▶ **Supplied information**
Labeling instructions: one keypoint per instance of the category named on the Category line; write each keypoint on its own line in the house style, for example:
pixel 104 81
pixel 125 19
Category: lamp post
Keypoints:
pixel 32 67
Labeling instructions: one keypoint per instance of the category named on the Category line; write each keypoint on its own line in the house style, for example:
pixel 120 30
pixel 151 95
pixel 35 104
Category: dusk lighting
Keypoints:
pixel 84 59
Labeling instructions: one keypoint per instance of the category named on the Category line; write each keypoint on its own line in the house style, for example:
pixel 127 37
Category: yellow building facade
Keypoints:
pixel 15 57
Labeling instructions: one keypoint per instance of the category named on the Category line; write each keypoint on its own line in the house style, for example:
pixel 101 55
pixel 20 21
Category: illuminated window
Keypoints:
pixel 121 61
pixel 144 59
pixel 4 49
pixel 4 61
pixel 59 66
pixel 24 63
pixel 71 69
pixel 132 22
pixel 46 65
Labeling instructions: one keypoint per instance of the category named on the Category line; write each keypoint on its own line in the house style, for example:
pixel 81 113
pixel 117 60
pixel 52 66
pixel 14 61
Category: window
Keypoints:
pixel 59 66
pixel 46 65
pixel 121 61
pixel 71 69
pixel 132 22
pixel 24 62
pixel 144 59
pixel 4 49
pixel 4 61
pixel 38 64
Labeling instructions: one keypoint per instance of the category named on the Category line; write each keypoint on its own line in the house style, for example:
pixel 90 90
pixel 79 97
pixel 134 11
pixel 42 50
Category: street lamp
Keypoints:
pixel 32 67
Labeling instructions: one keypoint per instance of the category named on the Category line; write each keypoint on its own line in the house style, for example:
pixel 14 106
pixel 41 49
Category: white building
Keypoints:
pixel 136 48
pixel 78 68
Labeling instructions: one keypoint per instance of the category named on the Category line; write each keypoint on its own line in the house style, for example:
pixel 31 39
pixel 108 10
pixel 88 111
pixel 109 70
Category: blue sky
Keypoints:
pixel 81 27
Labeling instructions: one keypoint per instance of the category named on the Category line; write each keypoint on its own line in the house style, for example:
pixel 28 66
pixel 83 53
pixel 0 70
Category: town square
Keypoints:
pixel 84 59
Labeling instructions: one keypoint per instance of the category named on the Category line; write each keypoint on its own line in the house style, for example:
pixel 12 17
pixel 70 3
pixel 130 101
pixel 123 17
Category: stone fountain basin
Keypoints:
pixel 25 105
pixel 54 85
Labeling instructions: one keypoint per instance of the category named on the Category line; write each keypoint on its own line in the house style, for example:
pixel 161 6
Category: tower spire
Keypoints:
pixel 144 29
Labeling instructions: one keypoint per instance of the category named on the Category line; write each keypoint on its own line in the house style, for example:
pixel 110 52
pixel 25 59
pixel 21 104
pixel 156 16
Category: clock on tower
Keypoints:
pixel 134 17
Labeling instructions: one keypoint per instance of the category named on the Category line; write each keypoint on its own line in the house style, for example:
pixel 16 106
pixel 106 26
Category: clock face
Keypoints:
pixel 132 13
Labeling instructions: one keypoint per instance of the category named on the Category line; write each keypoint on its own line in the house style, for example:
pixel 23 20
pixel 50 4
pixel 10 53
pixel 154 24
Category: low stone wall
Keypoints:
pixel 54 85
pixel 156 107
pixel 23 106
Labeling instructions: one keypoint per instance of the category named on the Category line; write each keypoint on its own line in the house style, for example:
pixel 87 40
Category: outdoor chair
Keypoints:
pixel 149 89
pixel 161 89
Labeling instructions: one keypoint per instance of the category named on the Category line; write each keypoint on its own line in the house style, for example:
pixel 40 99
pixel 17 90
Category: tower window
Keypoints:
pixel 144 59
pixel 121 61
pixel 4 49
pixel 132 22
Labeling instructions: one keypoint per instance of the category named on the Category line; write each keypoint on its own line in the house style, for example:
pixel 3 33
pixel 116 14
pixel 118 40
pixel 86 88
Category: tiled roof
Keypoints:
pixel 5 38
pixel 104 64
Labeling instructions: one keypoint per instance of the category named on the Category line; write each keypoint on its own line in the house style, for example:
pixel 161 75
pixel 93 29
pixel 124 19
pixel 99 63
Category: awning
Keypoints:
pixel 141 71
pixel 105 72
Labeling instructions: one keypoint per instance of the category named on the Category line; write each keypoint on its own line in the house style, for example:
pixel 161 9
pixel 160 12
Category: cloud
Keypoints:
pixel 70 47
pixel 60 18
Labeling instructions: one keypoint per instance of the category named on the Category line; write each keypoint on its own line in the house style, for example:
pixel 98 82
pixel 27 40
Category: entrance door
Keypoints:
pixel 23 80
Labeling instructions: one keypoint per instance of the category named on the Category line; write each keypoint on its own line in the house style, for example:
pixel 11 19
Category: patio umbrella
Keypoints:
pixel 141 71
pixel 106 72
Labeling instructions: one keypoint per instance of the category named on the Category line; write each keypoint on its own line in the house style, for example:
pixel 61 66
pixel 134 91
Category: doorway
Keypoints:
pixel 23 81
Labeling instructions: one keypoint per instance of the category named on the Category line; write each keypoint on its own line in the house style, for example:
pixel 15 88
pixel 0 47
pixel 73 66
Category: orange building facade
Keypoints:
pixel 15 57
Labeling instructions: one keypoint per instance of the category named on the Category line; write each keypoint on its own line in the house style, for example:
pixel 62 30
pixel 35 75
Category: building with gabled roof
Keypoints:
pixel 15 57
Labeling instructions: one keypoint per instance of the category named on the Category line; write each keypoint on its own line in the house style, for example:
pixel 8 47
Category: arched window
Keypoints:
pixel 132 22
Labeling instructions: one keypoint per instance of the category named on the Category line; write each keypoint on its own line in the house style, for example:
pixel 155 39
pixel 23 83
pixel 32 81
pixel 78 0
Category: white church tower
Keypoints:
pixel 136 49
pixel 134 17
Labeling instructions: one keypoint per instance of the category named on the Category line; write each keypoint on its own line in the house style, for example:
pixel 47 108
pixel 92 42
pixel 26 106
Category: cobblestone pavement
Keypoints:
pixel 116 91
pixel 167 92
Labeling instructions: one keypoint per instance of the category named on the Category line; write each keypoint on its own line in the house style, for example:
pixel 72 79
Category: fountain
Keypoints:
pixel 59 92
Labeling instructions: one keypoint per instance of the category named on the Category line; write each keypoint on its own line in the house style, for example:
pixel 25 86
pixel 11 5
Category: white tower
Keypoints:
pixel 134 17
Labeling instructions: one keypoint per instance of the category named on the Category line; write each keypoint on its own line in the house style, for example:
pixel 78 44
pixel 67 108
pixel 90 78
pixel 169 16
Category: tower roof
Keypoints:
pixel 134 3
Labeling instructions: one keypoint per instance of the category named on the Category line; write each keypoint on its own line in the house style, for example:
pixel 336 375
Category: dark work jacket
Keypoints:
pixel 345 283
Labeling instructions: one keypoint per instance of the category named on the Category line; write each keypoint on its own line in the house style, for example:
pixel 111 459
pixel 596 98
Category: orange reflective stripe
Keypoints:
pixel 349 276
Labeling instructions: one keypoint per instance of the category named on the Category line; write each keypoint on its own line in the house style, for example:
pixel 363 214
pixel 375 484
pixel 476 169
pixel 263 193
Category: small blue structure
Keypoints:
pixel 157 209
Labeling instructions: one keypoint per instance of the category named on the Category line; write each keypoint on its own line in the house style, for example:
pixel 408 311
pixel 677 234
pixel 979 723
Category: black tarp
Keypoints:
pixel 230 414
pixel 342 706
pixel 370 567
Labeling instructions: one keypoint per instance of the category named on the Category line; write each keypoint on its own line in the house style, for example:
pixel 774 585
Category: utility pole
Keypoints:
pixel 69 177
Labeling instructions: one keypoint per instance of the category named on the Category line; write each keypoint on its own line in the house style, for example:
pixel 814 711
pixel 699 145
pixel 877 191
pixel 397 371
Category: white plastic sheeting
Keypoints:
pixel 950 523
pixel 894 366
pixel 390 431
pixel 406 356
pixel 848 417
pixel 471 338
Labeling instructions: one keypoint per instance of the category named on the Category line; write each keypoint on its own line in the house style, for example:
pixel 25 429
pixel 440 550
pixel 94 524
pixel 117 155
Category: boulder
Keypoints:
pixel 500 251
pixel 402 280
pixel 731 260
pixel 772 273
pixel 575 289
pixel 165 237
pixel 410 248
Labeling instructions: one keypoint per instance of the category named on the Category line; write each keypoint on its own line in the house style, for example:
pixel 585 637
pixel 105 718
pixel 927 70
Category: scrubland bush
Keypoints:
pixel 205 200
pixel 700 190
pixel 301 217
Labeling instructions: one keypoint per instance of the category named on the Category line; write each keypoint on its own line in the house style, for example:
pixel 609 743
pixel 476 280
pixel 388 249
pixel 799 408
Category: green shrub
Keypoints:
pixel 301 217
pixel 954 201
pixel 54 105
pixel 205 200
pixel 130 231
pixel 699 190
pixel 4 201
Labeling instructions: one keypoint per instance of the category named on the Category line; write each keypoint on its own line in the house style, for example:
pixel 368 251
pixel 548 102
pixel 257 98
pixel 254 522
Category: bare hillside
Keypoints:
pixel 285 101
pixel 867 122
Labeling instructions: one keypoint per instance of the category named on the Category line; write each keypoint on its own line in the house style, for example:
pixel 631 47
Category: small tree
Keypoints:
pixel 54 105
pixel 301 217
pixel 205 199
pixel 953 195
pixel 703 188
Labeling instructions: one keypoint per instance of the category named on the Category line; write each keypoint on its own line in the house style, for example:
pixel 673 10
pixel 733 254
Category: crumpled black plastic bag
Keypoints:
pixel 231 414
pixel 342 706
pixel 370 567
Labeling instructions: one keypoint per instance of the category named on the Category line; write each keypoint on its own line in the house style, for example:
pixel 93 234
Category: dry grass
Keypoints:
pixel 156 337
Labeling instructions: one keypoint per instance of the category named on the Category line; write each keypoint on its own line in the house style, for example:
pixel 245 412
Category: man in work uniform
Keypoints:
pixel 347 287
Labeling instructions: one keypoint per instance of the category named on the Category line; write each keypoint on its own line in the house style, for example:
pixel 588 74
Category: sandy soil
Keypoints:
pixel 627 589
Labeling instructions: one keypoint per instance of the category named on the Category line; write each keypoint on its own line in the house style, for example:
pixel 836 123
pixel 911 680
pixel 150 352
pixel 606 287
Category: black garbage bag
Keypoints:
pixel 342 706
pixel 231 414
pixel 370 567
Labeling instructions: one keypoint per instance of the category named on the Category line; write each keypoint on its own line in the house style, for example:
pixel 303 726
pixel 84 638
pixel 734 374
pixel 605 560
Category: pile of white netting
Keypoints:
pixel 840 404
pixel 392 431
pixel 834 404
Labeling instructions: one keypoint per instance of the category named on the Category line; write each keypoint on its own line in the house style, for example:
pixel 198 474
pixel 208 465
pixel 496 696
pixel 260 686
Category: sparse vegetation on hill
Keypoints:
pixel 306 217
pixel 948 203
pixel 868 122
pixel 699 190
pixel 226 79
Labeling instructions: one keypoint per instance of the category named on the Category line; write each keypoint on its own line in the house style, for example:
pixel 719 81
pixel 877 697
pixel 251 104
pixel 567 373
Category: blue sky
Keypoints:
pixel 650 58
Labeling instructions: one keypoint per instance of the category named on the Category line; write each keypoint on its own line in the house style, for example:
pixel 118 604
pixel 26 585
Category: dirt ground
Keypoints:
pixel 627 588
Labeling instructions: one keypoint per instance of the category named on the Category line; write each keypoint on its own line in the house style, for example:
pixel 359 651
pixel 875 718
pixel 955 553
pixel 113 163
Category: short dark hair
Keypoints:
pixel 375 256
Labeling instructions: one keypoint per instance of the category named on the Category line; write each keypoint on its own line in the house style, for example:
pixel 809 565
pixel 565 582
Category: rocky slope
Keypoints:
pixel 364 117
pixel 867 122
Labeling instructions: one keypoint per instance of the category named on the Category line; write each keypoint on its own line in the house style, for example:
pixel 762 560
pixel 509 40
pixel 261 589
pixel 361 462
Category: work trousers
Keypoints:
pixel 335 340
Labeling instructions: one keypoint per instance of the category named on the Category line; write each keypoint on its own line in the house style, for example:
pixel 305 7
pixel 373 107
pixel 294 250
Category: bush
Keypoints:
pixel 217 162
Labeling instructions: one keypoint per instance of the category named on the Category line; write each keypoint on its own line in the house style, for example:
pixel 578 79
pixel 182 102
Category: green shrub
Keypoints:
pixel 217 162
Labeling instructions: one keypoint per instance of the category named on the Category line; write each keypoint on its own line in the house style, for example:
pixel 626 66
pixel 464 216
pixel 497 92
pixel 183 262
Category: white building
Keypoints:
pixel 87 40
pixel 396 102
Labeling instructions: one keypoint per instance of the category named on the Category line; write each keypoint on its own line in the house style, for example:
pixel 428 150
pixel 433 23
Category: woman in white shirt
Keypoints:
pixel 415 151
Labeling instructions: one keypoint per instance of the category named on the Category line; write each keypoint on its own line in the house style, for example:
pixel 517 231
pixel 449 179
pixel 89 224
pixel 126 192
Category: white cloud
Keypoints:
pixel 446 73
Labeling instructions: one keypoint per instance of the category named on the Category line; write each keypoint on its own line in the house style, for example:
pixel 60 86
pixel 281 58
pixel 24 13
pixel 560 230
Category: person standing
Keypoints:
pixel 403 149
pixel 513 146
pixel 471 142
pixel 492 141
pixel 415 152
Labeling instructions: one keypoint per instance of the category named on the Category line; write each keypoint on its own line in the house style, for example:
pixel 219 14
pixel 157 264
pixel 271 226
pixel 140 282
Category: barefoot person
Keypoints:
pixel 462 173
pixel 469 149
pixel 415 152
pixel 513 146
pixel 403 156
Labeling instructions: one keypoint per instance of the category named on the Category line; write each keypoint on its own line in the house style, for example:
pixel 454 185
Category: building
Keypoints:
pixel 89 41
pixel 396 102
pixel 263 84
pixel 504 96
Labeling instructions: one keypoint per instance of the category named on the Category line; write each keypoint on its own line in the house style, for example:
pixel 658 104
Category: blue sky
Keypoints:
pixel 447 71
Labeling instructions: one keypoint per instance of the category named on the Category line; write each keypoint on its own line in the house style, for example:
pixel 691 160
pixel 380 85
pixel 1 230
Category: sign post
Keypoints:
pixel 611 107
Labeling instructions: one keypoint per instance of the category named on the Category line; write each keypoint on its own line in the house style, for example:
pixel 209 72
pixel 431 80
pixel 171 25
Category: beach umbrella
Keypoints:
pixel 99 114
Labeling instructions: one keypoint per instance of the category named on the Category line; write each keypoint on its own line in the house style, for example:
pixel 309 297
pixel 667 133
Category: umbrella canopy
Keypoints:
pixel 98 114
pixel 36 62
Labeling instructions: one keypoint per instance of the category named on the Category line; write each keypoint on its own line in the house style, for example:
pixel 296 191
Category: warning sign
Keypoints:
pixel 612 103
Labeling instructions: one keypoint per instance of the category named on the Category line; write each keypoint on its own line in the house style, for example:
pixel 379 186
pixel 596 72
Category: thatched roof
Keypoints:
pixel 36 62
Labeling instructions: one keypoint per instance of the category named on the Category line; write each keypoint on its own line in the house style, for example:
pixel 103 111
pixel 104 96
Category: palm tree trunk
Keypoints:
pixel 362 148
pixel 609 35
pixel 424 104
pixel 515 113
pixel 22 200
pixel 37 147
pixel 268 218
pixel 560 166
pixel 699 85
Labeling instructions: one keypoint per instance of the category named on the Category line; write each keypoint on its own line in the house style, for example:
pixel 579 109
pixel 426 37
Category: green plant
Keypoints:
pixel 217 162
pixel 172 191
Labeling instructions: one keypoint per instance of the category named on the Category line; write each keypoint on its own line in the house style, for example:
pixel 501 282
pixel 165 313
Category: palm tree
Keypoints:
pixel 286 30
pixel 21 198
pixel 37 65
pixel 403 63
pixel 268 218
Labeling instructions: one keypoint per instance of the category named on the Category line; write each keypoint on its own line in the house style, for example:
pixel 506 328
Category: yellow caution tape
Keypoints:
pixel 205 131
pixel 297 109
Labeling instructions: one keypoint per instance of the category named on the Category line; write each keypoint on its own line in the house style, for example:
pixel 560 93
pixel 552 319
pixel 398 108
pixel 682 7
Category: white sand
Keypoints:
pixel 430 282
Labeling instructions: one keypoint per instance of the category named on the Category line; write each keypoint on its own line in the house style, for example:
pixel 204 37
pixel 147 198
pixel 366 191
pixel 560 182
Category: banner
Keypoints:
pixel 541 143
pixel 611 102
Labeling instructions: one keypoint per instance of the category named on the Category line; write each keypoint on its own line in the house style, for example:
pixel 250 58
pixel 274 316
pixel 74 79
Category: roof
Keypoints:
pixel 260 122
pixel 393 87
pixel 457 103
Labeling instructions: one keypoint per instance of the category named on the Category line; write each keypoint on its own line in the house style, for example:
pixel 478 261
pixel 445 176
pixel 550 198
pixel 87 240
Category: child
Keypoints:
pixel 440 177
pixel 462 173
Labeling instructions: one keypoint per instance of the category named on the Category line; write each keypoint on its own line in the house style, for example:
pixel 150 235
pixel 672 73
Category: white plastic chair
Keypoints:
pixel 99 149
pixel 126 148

▶ **Prompt**
Please return each line of the records above that contains the word "dark". Case counts.

▶ **Exercise solution**
Category: dark work jacket
Category: short dark hair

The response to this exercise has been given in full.